PROBLEM TO WORK ON: In the entries below, the line with "point: the blue" marks the start. Return it and every following line exactly, ending with the last.

__________________________________________________

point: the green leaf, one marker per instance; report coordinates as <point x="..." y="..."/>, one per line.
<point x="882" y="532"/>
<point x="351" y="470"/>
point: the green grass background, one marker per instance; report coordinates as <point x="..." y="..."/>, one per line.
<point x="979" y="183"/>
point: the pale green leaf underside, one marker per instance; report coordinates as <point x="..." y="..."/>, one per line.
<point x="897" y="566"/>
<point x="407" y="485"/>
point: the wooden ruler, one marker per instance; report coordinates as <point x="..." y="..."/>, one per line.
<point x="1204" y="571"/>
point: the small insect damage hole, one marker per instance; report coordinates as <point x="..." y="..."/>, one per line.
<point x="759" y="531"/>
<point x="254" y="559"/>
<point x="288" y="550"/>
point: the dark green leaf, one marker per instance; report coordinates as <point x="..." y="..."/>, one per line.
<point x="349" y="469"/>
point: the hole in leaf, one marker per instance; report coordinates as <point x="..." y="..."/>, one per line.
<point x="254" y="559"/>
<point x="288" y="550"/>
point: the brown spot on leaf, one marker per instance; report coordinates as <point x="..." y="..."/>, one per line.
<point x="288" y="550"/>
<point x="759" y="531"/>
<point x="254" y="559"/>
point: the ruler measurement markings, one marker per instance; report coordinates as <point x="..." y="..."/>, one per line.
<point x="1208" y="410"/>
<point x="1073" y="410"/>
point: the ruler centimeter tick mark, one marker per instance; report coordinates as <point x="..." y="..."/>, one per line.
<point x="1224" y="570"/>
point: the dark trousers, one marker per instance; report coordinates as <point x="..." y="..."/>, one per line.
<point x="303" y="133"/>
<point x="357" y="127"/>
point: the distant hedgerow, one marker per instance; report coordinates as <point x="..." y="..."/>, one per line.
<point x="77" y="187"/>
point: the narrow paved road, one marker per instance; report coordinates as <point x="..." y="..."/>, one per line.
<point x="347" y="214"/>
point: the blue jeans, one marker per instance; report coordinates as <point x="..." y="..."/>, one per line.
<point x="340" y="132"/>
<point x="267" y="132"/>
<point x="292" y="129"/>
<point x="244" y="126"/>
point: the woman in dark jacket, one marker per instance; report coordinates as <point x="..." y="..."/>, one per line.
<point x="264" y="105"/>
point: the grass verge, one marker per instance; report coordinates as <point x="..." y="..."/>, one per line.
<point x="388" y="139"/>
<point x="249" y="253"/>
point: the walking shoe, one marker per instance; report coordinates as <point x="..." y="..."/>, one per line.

__________________________________________________

EXERCISE ANSWER:
point: the blue jeans, one marker per instance; report coordinates as <point x="..." y="..."/>, one per line.
<point x="340" y="132"/>
<point x="267" y="132"/>
<point x="292" y="129"/>
<point x="244" y="126"/>
point: the woman in dark jacket, one marker per instance; report coordinates as <point x="..." y="..."/>, one per line.
<point x="264" y="105"/>
point: the grass verge, one marker per instance; report coordinates as <point x="..." y="..."/>, one per line.
<point x="388" y="139"/>
<point x="249" y="253"/>
point: the walking shoe, one marker per instance; report coordinates as <point x="..." y="..."/>, one per line.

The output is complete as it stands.